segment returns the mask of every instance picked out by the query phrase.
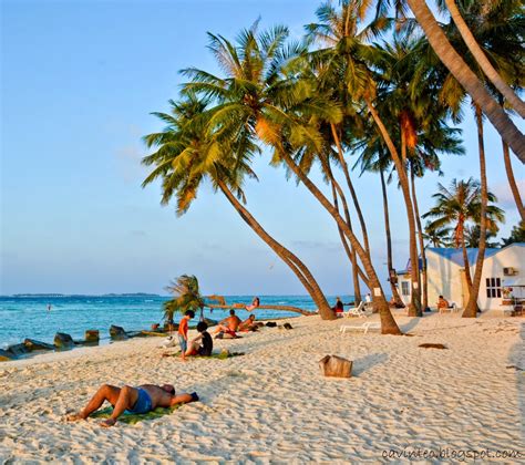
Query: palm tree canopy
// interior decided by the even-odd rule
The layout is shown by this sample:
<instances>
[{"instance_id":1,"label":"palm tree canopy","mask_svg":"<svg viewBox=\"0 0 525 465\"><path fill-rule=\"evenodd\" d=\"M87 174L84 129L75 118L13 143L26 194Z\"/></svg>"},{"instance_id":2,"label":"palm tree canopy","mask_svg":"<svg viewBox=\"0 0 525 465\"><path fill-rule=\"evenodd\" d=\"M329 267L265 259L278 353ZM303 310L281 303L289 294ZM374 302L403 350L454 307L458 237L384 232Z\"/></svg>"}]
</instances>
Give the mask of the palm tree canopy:
<instances>
[{"instance_id":1,"label":"palm tree canopy","mask_svg":"<svg viewBox=\"0 0 525 465\"><path fill-rule=\"evenodd\" d=\"M453 179L450 188L437 184L437 193L433 195L436 203L423 218L435 218L429 224L430 229L440 229L452 226L454 228L454 244L460 247L464 235L466 221L474 224L481 218L481 186L480 182L472 177L466 180ZM491 203L496 202L496 196L487 194ZM487 205L486 208L487 230L497 232L497 223L505 220L504 211L495 206Z\"/></svg>"}]
</instances>

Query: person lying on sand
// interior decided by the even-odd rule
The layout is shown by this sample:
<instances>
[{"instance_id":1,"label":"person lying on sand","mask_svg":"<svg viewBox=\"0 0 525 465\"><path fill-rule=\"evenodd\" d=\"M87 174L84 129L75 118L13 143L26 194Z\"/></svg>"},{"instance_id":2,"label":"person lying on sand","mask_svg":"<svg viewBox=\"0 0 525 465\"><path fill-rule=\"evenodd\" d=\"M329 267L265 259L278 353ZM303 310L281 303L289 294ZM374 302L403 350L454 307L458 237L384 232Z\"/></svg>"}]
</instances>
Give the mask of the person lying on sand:
<instances>
[{"instance_id":1,"label":"person lying on sand","mask_svg":"<svg viewBox=\"0 0 525 465\"><path fill-rule=\"evenodd\" d=\"M236 335L235 332L239 328L241 323L240 318L235 314L235 310L231 309L229 311L229 317L225 318L223 321L218 323L218 327L215 329L214 334L219 332L225 332L227 334Z\"/></svg>"},{"instance_id":2,"label":"person lying on sand","mask_svg":"<svg viewBox=\"0 0 525 465\"><path fill-rule=\"evenodd\" d=\"M83 410L68 415L65 420L69 422L85 420L96 412L105 401L113 405L113 413L101 423L101 426L109 427L113 426L119 416L124 412L135 414L148 413L156 407L167 409L176 404L196 402L198 401L198 395L196 392L175 395L173 384L163 384L161 386L142 384L137 388L125 385L122 389L110 384L102 384Z\"/></svg>"},{"instance_id":3,"label":"person lying on sand","mask_svg":"<svg viewBox=\"0 0 525 465\"><path fill-rule=\"evenodd\" d=\"M258 326L255 323L255 314L250 314L239 324L239 331L257 331Z\"/></svg>"},{"instance_id":4,"label":"person lying on sand","mask_svg":"<svg viewBox=\"0 0 525 465\"><path fill-rule=\"evenodd\" d=\"M198 335L192 339L188 344L188 349L186 351L186 356L192 355L200 355L200 356L209 356L212 355L212 351L214 350L214 341L209 335L209 332L206 331L208 326L200 321L197 324Z\"/></svg>"}]
</instances>

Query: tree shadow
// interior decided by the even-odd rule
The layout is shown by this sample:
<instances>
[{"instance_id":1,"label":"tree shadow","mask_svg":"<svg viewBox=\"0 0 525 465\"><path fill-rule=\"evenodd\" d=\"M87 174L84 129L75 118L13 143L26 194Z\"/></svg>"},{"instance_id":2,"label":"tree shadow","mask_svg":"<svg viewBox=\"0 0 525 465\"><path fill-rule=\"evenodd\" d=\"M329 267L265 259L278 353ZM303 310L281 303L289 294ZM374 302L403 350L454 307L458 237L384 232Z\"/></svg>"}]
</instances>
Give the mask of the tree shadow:
<instances>
[{"instance_id":1,"label":"tree shadow","mask_svg":"<svg viewBox=\"0 0 525 465\"><path fill-rule=\"evenodd\" d=\"M516 385L517 385L517 402L521 412L521 434L522 440L525 442L525 323L519 326L521 340L513 345L508 355L508 362L511 363L507 369L515 370L516 372Z\"/></svg>"},{"instance_id":2,"label":"tree shadow","mask_svg":"<svg viewBox=\"0 0 525 465\"><path fill-rule=\"evenodd\" d=\"M421 322L421 318L414 317L408 323L404 323L400 327L400 330L404 333L412 331L419 323Z\"/></svg>"},{"instance_id":3,"label":"tree shadow","mask_svg":"<svg viewBox=\"0 0 525 465\"><path fill-rule=\"evenodd\" d=\"M371 353L353 361L352 376L359 376L375 365L380 365L389 360L387 353Z\"/></svg>"}]
</instances>

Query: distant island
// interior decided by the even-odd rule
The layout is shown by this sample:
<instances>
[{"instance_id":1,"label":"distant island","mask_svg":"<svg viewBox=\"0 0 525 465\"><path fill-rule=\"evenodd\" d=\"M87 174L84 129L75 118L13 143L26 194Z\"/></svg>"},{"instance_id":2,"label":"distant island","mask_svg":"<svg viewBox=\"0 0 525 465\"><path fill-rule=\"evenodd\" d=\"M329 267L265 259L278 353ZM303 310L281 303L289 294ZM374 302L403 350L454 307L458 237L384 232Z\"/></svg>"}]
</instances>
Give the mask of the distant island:
<instances>
[{"instance_id":1,"label":"distant island","mask_svg":"<svg viewBox=\"0 0 525 465\"><path fill-rule=\"evenodd\" d=\"M49 298L61 298L61 297L162 297L157 293L147 292L130 292L130 293L102 293L102 294L87 294L87 293L13 293L12 296L0 296L0 297L49 297Z\"/></svg>"}]
</instances>

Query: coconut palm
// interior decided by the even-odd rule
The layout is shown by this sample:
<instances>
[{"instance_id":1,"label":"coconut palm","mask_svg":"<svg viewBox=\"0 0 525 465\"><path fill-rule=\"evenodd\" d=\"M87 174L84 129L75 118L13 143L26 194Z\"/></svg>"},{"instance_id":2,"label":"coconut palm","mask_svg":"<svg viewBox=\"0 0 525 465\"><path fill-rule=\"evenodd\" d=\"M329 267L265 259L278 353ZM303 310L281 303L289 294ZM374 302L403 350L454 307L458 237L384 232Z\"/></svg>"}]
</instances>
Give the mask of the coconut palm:
<instances>
[{"instance_id":1,"label":"coconut palm","mask_svg":"<svg viewBox=\"0 0 525 465\"><path fill-rule=\"evenodd\" d=\"M434 218L428 225L430 230L439 230L443 227L453 228L453 244L463 250L463 261L465 267L465 278L469 291L472 290L471 269L466 254L465 226L470 223L477 223L481 210L481 186L480 182L472 177L466 180L453 179L449 188L437 184L437 193L433 195L436 203L423 218ZM496 202L496 197L488 193L488 202ZM505 219L503 210L495 205L486 207L486 225L488 229L496 229L497 223Z\"/></svg>"},{"instance_id":2,"label":"coconut palm","mask_svg":"<svg viewBox=\"0 0 525 465\"><path fill-rule=\"evenodd\" d=\"M434 227L431 223L426 223L424 227L423 238L428 240L426 247L451 247L453 241L451 239L452 228Z\"/></svg>"},{"instance_id":3,"label":"coconut palm","mask_svg":"<svg viewBox=\"0 0 525 465\"><path fill-rule=\"evenodd\" d=\"M145 136L148 147L157 151L143 158L143 164L155 168L144 180L143 187L162 179L162 204L177 199L177 214L183 215L196 198L198 188L209 179L215 190L225 195L243 220L279 256L305 286L319 308L321 318L333 317L328 301L311 272L290 250L274 239L243 205L245 177L256 178L249 167L258 147L249 132L240 128L222 143L210 140L207 127L215 113L208 110L209 101L187 93L181 102L171 101L172 114L155 113L168 124L161 133ZM240 198L240 200L239 200Z\"/></svg>"},{"instance_id":4,"label":"coconut palm","mask_svg":"<svg viewBox=\"0 0 525 465\"><path fill-rule=\"evenodd\" d=\"M193 275L182 275L169 282L166 290L174 296L172 300L164 302L164 319L173 324L175 312L184 314L188 310L200 311L200 320L204 320L204 298L200 296L198 280Z\"/></svg>"},{"instance_id":5,"label":"coconut palm","mask_svg":"<svg viewBox=\"0 0 525 465\"><path fill-rule=\"evenodd\" d=\"M318 10L318 23L309 24L307 28L310 35L323 46L312 55L323 70L319 80L333 82L333 75L340 76L346 86L348 99L353 105L353 112L364 111L375 123L385 146L388 147L392 161L398 169L403 199L406 209L406 219L410 231L410 257L413 264L418 262L418 249L415 239L415 220L413 205L410 196L410 185L403 162L399 155L395 144L379 112L375 108L375 89L373 73L370 69L370 55L373 50L364 43L364 40L372 37L384 25L384 20L378 20L368 28L362 28L367 13L367 3L361 0L343 0L341 8L336 9L331 2ZM362 29L362 32L359 30ZM414 282L418 280L418 270L413 271ZM414 287L412 302L409 307L411 316L422 316L420 290Z\"/></svg>"},{"instance_id":6,"label":"coconut palm","mask_svg":"<svg viewBox=\"0 0 525 465\"><path fill-rule=\"evenodd\" d=\"M389 3L388 0L378 0L378 11L384 13ZM397 4L408 4L410 7L435 54L488 117L502 138L509 145L522 163L525 163L525 136L451 44L426 2L404 0L397 2Z\"/></svg>"},{"instance_id":7,"label":"coconut palm","mask_svg":"<svg viewBox=\"0 0 525 465\"><path fill-rule=\"evenodd\" d=\"M275 159L281 159L323 208L341 227L351 246L359 255L374 292L374 304L383 322L383 332L399 333L399 328L388 308L381 291L381 283L369 255L339 211L295 163L295 141L310 138L320 141L312 127L302 125L303 116L311 114L327 122L338 123L341 118L339 105L322 95L316 95L309 80L297 79L297 71L286 65L297 59L305 48L300 44L285 46L288 30L272 28L257 33L256 25L243 31L234 44L227 39L210 34L209 49L222 66L224 78L206 71L187 69L184 74L189 82L184 92L196 92L214 99L209 111L208 134L218 144L231 135L248 132L275 152ZM300 117L299 117L300 116ZM287 146L288 144L291 144Z\"/></svg>"}]
</instances>

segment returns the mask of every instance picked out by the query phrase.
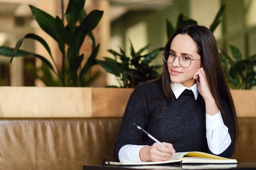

Request:
Copy out every line of the records above that contains the string "shadow", treating uppercase and lowercase letters as different.

The solution:
Query: tree shadow
[{"instance_id":1,"label":"tree shadow","mask_svg":"<svg viewBox=\"0 0 525 465\"><path fill-rule=\"evenodd\" d=\"M87 174L84 129L75 118L13 143L26 194Z\"/></svg>"},{"instance_id":2,"label":"tree shadow","mask_svg":"<svg viewBox=\"0 0 525 465\"><path fill-rule=\"evenodd\" d=\"M329 267L265 259L278 353ZM303 310L281 303L289 294ZM374 302L403 350L454 307L458 237L384 232Z\"/></svg>"}]
Give the mask of the tree shadow:
[{"instance_id":1,"label":"tree shadow","mask_svg":"<svg viewBox=\"0 0 525 465\"><path fill-rule=\"evenodd\" d=\"M516 385L517 385L517 402L521 412L521 434L522 440L525 442L525 323L519 326L521 340L513 345L508 355L508 362L511 363L507 369L515 370L516 372Z\"/></svg>"},{"instance_id":2,"label":"tree shadow","mask_svg":"<svg viewBox=\"0 0 525 465\"><path fill-rule=\"evenodd\" d=\"M421 322L421 318L414 317L408 323L404 323L400 327L400 330L404 333L412 331L419 323Z\"/></svg>"},{"instance_id":3,"label":"tree shadow","mask_svg":"<svg viewBox=\"0 0 525 465\"><path fill-rule=\"evenodd\" d=\"M371 353L353 361L352 376L359 376L375 365L380 365L389 360L387 353Z\"/></svg>"}]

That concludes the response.